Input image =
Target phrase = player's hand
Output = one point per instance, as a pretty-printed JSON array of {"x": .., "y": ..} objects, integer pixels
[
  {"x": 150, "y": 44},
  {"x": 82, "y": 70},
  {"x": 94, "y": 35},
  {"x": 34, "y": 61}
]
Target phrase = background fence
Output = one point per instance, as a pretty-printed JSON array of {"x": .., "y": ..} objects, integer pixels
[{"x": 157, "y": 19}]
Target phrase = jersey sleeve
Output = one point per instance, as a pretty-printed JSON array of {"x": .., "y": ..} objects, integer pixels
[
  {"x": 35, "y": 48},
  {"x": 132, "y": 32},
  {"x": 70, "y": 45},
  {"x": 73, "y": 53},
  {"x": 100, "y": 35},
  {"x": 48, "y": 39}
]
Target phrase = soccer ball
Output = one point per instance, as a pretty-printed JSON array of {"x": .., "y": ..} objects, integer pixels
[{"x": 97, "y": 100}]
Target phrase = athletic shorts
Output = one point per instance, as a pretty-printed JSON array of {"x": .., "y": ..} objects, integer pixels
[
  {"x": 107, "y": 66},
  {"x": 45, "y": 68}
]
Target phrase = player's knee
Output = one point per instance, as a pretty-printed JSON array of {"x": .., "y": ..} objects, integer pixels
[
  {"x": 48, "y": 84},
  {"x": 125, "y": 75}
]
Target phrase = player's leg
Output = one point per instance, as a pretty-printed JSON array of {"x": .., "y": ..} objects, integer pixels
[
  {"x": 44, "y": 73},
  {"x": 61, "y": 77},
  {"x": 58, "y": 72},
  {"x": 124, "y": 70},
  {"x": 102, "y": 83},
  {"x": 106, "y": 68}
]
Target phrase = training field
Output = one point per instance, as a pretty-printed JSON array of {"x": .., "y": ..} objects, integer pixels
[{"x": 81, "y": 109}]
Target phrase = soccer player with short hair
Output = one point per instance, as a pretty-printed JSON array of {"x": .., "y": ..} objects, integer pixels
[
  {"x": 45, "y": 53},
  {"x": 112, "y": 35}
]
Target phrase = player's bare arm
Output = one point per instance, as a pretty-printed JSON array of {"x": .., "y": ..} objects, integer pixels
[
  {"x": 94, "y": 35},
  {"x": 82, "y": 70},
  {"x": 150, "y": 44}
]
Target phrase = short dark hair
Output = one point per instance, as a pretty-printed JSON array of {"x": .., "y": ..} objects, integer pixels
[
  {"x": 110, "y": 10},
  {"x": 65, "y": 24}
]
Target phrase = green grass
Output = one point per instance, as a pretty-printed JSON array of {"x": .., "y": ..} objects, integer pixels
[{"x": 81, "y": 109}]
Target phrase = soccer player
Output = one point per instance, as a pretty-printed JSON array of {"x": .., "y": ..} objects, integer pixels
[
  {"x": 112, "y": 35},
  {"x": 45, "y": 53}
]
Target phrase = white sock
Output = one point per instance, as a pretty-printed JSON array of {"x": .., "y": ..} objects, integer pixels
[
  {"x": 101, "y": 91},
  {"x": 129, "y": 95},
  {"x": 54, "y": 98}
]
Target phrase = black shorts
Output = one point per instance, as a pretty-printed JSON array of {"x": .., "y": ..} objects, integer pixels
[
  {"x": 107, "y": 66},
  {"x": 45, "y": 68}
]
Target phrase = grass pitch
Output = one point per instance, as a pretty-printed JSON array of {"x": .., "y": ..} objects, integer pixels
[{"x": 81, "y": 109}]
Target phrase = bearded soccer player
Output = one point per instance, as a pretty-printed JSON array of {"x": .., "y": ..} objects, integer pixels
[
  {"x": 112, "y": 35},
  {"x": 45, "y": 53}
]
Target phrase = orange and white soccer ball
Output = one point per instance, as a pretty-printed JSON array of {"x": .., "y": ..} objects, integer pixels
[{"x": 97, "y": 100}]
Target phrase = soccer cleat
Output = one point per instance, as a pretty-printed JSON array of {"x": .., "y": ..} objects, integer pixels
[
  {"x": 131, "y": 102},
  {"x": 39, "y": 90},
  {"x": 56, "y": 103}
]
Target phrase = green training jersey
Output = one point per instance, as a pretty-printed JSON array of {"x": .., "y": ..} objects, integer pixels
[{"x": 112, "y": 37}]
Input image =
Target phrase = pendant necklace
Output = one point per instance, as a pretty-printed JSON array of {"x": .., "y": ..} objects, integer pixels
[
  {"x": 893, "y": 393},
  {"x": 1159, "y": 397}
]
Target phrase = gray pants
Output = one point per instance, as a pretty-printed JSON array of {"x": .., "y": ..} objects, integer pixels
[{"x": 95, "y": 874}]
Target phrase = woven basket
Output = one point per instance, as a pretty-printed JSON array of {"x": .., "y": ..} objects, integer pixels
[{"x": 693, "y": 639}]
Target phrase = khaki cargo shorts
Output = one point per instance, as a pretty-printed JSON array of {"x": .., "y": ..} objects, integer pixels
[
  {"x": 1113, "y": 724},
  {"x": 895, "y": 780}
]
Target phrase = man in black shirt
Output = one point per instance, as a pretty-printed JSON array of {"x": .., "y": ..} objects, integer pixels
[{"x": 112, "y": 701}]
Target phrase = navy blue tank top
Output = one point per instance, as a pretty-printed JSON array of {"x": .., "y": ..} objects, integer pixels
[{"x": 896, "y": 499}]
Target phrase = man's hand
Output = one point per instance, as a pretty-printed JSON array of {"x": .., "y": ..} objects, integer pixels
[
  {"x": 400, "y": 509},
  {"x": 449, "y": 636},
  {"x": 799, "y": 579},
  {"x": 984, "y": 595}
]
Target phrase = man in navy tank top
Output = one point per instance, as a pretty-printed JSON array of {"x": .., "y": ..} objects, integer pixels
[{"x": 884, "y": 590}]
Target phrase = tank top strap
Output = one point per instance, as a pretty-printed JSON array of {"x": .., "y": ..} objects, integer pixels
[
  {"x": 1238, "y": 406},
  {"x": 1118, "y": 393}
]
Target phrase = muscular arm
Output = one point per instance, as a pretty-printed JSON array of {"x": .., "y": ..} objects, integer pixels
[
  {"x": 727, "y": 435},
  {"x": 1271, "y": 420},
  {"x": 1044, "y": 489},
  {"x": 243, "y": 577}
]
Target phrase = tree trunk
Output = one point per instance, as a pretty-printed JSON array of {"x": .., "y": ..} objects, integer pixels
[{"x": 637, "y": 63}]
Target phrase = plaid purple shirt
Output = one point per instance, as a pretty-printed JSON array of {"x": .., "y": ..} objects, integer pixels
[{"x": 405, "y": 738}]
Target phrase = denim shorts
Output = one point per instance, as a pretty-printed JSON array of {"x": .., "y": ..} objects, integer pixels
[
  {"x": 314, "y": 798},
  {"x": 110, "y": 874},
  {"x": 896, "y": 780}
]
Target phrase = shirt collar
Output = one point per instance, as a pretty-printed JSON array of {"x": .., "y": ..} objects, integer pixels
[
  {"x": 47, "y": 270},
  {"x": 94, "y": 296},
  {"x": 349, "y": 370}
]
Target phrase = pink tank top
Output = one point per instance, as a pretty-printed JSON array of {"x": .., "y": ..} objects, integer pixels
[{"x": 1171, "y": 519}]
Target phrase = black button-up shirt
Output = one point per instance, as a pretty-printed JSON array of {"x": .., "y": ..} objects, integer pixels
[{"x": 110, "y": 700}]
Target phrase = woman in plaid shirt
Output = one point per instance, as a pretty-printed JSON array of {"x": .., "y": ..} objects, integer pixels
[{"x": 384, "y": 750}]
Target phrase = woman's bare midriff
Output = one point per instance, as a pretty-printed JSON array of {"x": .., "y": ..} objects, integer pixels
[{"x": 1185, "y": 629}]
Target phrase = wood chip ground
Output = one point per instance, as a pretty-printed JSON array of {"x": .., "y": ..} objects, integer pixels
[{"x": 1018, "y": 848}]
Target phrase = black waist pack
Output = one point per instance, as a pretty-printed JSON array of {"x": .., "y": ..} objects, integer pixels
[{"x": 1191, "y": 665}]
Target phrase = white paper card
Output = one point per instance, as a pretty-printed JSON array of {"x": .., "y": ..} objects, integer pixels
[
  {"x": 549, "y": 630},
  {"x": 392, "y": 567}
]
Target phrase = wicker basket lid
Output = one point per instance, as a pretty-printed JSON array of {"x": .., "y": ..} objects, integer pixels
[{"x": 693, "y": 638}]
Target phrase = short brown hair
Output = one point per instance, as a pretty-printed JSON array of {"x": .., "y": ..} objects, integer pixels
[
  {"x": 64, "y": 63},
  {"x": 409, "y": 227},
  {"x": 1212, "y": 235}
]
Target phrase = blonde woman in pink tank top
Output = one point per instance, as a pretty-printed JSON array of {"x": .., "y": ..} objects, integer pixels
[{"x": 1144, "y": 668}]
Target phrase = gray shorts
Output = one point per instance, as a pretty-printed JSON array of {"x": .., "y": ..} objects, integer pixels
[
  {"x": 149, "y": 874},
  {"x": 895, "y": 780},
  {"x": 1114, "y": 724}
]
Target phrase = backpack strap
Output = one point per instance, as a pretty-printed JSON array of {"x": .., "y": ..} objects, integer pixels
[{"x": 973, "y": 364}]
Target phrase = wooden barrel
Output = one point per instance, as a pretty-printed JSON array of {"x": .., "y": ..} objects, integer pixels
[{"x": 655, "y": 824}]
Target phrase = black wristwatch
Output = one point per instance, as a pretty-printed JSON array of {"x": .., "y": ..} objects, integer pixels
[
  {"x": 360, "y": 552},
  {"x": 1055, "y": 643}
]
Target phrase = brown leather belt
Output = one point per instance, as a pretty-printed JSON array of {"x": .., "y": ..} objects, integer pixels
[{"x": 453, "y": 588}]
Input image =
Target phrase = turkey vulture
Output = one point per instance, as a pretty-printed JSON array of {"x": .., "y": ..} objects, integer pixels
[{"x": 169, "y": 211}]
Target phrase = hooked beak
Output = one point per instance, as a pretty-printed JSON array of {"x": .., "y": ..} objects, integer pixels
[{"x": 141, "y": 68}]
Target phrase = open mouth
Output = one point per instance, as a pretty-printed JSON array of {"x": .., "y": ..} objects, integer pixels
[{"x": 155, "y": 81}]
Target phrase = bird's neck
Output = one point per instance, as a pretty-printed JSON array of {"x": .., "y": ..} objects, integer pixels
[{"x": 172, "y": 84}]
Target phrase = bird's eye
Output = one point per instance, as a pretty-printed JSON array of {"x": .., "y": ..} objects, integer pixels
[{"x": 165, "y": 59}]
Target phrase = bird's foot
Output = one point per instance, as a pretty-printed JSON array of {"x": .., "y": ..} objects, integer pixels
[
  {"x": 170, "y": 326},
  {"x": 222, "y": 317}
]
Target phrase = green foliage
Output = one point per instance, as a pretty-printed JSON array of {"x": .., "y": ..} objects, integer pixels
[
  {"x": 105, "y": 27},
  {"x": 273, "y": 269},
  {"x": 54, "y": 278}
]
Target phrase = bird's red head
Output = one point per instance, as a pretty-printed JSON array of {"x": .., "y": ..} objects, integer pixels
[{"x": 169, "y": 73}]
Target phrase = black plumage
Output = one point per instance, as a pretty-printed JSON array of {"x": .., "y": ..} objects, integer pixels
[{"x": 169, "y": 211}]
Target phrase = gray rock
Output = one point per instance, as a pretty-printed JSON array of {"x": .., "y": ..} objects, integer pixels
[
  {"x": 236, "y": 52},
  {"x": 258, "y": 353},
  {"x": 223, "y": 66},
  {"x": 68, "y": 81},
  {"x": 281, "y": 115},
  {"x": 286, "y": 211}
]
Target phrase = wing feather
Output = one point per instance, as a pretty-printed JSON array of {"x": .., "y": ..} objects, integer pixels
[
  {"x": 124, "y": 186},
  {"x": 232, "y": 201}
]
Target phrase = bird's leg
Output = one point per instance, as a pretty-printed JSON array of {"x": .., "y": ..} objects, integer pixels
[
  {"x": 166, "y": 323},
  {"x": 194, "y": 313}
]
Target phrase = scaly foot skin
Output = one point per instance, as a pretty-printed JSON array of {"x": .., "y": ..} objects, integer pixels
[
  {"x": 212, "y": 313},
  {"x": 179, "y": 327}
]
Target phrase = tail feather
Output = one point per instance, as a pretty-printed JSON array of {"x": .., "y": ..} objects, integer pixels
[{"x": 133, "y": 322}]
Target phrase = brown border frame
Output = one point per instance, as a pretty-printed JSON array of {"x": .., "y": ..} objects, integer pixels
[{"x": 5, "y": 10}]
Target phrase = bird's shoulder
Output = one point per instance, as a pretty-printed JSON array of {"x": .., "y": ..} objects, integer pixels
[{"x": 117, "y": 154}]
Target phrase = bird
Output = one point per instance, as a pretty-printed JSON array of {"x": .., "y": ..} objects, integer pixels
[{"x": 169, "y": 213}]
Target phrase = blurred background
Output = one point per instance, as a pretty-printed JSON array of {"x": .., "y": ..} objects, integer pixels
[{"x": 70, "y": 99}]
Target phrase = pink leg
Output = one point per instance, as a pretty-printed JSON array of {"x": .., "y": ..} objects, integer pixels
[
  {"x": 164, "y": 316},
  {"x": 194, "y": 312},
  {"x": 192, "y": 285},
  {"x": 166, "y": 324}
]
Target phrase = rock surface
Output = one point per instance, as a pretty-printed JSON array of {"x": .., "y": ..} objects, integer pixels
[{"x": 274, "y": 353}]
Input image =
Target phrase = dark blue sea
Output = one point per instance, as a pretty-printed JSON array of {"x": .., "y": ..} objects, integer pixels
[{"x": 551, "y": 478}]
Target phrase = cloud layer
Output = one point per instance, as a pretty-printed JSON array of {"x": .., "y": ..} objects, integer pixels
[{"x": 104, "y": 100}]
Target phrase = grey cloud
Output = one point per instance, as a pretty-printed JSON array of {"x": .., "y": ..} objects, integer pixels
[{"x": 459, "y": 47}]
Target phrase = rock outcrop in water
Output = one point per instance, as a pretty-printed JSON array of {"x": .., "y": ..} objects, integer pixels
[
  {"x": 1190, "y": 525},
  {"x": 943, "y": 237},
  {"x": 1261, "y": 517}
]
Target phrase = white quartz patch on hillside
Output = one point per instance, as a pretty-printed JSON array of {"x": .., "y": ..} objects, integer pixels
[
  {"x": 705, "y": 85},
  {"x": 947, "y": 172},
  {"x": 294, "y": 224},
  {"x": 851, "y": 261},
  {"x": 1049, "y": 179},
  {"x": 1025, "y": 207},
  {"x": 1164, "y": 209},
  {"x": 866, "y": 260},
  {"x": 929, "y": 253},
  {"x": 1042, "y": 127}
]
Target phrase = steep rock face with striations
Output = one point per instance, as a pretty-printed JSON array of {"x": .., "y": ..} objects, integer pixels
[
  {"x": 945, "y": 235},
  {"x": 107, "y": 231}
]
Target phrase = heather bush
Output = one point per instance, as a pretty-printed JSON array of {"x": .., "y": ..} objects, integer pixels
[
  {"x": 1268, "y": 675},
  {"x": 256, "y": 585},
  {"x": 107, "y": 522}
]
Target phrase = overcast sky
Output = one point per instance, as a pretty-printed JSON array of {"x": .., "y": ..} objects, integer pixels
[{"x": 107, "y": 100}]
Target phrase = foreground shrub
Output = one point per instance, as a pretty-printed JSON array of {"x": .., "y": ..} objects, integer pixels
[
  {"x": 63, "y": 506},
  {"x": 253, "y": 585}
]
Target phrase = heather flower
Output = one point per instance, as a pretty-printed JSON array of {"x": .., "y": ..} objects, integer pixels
★ ★ ★ ★ ★
__Exercise task__:
Beginning at the line where "Target phrase = heather bush" appears, extract each line through the end of the data above; keep them exact and include nothing else.

__Output for this exercise__:
Target phrase = heather bush
Output = one point per instance, as a pretty-printed JSON array of {"x": .., "y": ..} objects, integer pixels
[
  {"x": 1268, "y": 675},
  {"x": 256, "y": 585},
  {"x": 107, "y": 522}
]
Target phrase = overcast sky
Output = one point per instance, as a pretty-printed JSON array of {"x": .., "y": ..} objects, integer pixels
[{"x": 107, "y": 100}]
Target phrase = foreground shrub
Output = one point per instance, as a pretty-printed JSON array of {"x": .., "y": ..} objects, integer pixels
[
  {"x": 63, "y": 506},
  {"x": 253, "y": 585}
]
Target phrase = heather flower
Output = one point per instance, as a pretty-printed JSON array of {"x": .., "y": ..} objects, integer pixels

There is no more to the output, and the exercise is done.